#### Work request:
Set down exactly, with nothing added, the lines from the one containing "Could you indicate the pepper plant" through the end of the entries.
━━━━━━
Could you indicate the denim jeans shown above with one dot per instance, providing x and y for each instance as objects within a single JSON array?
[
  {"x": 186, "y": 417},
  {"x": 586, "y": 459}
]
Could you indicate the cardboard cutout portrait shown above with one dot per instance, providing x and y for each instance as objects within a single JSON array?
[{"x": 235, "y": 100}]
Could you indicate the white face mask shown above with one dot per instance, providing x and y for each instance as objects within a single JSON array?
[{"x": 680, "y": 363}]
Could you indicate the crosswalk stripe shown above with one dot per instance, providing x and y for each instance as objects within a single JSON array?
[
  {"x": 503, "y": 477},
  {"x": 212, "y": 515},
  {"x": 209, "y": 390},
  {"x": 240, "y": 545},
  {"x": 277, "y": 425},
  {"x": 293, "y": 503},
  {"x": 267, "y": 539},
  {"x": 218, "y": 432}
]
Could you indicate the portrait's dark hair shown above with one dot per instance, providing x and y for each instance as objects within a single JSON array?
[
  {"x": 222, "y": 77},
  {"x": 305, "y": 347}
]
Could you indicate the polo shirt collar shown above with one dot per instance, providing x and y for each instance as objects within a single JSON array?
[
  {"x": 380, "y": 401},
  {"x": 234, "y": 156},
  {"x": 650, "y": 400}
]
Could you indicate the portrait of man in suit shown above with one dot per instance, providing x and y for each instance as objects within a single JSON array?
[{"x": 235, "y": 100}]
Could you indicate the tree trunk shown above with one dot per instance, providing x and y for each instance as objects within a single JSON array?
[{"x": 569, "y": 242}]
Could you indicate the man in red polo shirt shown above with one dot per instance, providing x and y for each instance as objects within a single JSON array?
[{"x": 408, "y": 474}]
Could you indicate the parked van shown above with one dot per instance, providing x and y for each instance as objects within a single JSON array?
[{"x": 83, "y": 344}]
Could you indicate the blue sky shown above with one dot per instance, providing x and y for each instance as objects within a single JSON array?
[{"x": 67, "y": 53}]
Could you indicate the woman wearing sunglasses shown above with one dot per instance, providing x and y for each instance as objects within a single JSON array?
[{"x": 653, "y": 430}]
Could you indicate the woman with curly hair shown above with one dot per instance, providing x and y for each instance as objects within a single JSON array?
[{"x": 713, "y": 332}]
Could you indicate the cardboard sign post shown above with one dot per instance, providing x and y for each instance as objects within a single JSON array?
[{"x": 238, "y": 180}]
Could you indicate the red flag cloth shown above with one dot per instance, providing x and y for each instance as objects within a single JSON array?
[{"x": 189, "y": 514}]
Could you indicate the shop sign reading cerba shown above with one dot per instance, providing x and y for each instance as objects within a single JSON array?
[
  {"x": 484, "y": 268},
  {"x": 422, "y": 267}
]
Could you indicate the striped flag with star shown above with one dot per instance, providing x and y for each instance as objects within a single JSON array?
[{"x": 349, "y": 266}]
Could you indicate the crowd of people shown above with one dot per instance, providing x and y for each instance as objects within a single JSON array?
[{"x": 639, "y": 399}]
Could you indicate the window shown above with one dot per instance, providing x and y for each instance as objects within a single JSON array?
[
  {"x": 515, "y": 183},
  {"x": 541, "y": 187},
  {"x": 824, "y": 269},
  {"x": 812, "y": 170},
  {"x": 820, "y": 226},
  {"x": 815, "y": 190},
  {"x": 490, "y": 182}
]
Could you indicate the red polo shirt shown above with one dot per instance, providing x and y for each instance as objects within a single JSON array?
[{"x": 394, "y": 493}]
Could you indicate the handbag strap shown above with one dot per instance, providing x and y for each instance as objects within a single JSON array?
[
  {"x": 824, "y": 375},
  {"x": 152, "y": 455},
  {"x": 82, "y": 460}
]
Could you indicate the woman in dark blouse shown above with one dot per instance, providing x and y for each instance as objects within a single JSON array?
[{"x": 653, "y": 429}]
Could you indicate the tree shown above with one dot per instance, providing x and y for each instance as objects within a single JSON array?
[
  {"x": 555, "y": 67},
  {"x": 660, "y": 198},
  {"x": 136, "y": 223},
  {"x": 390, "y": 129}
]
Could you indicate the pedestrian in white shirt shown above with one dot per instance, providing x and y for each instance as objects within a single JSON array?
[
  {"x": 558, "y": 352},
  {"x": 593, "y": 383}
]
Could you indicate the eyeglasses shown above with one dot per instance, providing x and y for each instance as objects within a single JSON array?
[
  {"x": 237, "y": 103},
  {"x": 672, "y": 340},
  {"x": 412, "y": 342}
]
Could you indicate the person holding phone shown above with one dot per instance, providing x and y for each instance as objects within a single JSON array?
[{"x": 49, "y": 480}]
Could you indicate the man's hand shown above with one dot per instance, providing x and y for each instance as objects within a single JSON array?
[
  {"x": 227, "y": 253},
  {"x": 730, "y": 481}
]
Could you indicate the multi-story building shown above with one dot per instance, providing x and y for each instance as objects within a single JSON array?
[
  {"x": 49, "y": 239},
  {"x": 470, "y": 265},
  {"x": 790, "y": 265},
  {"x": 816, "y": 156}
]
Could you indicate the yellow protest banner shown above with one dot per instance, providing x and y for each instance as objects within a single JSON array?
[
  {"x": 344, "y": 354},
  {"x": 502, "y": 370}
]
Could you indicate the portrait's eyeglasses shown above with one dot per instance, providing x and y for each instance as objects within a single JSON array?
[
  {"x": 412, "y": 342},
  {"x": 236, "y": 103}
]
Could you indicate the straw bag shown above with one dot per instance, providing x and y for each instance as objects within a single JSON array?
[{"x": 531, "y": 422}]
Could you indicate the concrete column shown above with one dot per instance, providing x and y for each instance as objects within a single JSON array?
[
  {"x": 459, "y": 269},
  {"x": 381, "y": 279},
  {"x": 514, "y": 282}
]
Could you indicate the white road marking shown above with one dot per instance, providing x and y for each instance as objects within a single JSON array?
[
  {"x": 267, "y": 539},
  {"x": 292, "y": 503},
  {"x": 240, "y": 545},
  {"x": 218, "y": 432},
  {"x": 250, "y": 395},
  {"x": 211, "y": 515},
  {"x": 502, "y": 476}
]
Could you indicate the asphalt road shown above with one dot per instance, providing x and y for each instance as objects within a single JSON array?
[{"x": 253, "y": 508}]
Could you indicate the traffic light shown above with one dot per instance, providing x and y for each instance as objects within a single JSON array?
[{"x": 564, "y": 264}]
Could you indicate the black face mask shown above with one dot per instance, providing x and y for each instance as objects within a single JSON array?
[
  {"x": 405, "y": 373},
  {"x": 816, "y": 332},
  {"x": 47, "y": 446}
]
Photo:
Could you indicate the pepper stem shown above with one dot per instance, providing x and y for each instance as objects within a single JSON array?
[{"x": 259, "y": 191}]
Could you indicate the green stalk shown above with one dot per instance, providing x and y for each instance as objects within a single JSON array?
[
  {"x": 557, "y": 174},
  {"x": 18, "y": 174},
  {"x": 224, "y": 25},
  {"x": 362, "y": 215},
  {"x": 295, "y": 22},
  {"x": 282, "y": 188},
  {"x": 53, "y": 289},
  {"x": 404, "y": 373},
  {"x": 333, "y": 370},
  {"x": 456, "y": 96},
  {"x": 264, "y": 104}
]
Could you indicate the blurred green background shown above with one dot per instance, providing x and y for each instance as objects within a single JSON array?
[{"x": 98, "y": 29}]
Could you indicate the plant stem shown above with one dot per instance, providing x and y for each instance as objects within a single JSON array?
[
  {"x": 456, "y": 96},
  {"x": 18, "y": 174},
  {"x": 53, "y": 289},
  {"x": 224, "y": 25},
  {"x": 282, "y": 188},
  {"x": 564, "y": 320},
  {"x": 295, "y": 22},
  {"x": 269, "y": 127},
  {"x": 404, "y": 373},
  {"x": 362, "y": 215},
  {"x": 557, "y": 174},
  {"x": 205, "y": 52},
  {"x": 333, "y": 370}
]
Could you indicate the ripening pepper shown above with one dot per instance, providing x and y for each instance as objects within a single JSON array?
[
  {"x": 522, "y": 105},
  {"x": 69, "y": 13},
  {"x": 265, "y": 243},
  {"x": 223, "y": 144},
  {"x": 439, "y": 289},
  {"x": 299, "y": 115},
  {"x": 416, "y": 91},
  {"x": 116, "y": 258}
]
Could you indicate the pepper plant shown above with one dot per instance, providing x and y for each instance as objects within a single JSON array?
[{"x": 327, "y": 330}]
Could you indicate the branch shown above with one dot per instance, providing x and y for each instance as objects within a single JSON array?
━━━━━━
#### Solution to the problem:
Could you indicate the pepper plant shown above with one dot per instance, providing x and y for each instance as objects within a single JSON array?
[{"x": 327, "y": 330}]
Could you indicate the branch shown above with one dot per instance, providing x and y for each instance as objects within a single JSON array?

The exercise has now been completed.